>> START
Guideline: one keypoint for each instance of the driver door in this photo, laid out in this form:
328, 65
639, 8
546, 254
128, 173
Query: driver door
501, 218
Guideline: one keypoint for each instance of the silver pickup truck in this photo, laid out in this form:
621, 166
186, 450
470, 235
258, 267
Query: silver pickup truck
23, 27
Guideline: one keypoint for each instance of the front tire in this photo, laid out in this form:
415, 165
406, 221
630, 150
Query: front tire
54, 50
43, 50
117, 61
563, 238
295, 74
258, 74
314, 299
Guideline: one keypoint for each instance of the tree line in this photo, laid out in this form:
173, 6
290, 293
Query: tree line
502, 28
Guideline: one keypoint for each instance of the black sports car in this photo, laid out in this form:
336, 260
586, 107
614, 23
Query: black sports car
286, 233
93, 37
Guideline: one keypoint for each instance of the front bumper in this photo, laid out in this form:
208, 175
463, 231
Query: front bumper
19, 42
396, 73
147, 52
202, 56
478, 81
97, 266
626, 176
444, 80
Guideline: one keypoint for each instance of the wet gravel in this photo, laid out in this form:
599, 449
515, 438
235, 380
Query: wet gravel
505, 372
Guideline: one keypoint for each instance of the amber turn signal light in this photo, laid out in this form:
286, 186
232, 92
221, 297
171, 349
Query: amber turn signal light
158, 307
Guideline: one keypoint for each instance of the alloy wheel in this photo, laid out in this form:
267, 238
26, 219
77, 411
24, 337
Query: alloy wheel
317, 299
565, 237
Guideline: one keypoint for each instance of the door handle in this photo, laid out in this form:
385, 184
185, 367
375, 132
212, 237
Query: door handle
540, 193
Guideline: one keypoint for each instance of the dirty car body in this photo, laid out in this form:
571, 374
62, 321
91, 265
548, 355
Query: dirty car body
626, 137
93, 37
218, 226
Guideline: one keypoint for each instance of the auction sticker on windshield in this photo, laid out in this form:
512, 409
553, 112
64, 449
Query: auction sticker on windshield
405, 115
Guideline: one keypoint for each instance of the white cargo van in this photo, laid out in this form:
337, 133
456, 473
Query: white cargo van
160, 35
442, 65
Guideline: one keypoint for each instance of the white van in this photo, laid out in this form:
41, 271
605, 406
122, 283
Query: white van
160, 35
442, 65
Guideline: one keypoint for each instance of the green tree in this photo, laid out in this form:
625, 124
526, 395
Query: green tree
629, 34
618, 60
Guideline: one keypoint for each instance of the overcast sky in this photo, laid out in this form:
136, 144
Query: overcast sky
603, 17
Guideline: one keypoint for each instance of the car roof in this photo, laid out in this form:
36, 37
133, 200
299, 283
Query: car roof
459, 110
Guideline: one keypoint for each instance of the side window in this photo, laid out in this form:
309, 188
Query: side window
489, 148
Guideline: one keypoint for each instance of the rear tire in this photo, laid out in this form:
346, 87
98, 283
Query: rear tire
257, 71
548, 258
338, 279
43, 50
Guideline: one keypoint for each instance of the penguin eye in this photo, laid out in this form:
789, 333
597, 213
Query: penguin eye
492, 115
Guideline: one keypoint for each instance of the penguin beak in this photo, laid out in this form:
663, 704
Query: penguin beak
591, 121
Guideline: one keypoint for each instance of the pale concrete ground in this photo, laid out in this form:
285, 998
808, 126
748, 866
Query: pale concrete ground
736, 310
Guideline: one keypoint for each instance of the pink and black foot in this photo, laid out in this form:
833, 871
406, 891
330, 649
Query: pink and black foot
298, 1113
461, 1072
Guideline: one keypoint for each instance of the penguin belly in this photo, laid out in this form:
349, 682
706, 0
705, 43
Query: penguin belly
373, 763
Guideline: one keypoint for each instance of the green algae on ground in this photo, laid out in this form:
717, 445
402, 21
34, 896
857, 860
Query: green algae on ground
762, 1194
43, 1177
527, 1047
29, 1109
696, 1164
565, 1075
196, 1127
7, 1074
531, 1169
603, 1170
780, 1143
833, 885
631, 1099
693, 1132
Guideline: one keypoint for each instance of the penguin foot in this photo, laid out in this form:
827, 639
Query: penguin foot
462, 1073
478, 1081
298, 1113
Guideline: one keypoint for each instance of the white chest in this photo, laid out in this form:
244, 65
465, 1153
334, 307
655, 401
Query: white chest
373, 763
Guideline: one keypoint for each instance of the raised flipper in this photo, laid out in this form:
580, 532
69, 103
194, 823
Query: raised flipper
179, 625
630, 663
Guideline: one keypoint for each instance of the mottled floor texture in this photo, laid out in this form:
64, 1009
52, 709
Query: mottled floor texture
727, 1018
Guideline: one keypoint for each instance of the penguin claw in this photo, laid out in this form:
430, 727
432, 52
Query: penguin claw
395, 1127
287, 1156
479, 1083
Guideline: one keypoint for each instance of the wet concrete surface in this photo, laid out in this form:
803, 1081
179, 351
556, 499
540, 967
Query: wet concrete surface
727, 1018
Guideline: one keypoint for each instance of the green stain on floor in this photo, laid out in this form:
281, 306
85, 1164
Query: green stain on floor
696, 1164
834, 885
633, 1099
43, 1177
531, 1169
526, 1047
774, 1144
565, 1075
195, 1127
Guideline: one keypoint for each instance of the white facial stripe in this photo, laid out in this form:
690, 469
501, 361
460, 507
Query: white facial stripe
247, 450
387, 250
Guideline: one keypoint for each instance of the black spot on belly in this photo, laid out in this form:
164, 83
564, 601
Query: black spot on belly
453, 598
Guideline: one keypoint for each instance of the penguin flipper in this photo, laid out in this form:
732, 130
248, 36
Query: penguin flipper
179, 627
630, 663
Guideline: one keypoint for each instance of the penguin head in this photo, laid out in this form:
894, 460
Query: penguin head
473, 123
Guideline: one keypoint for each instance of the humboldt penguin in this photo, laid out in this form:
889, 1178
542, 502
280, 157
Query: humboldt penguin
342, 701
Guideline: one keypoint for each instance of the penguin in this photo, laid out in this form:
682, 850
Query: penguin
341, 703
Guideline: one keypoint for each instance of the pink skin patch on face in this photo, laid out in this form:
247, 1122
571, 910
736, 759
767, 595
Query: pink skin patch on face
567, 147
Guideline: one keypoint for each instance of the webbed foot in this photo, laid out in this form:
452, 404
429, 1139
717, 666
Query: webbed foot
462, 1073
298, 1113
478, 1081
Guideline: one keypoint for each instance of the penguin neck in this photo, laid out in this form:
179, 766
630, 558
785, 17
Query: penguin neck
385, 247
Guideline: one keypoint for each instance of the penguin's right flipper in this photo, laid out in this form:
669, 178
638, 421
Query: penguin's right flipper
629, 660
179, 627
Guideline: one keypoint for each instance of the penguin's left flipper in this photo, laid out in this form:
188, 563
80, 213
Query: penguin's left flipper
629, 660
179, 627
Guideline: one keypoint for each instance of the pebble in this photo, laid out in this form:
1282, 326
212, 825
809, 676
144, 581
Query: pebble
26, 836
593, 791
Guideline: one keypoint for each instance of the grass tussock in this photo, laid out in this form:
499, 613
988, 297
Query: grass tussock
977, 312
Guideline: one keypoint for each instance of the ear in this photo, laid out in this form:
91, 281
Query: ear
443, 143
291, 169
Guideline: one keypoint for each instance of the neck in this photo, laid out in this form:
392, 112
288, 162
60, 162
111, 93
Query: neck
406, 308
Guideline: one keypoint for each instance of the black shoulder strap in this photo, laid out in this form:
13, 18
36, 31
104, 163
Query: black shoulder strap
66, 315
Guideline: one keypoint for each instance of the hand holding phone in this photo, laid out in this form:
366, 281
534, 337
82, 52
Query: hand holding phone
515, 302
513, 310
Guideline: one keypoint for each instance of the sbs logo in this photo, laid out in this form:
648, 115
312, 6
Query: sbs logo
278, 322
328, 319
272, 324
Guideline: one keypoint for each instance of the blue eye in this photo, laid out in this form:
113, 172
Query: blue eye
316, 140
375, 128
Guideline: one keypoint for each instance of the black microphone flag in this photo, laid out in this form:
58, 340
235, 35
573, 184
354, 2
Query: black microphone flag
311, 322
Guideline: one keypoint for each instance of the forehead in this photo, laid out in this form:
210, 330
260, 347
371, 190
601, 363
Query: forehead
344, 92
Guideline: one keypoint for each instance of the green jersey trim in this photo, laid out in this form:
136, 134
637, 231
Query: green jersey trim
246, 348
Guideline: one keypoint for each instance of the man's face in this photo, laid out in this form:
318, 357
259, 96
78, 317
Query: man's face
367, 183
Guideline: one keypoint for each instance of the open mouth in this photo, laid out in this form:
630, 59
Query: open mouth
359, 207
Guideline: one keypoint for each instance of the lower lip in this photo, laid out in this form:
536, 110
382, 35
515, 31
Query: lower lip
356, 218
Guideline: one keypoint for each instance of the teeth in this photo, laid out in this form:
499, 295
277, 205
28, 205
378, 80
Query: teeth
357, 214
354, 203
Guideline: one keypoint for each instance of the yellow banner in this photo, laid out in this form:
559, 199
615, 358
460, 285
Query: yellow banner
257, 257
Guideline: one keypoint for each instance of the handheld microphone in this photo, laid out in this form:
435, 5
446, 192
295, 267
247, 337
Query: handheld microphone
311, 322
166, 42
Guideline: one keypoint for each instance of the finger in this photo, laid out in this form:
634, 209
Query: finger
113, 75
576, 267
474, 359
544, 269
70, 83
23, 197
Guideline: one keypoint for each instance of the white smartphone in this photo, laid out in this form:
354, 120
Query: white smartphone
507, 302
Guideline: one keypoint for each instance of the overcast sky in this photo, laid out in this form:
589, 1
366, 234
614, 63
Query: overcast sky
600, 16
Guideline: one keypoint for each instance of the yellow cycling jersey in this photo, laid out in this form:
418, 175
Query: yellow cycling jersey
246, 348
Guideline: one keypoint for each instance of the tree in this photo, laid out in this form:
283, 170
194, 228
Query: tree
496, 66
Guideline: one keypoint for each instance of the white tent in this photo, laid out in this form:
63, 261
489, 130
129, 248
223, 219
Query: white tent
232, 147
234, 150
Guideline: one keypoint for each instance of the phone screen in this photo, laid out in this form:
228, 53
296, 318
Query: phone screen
>> END
DIRECTIVE:
Can you recast everything from the line containing "the white smartphone" through the end of the records, including both ends, as a JSON list of strings with one string per line and blank lines omitted?

PROBLEM SOLUTION:
[
  "Guideline: one keypoint for each instance of the white smartphone in this photo, laid out in this form:",
  "354, 120",
  "Query: white smartphone",
  "507, 302",
  "Guideline: one keypoint for each instance of the overcast sky in this photo, laid out in this form:",
  "589, 1",
  "366, 234",
  "614, 63",
  "Query: overcast sky",
  "600, 16",
  "Guideline: one keypoint for each instance of the yellow cycling jersey in this photo, laid out in this form:",
  "418, 175",
  "Query: yellow cycling jersey",
  "246, 348",
  "Guideline: one keypoint for each instance of the tree in this photo, laid out in this form:",
  "283, 170",
  "194, 228",
  "Query: tree",
  "496, 66",
  "Guideline: one keypoint for each instance of the white tent in this photo, laid out in this form:",
  "63, 261",
  "489, 130",
  "129, 248",
  "223, 219",
  "Query: white tent",
  "232, 147",
  "234, 150",
  "Guideline: one keypoint for each instance of the phone screen in this photo, laid out in this form:",
  "228, 53",
  "296, 318",
  "Query: phone screen"
]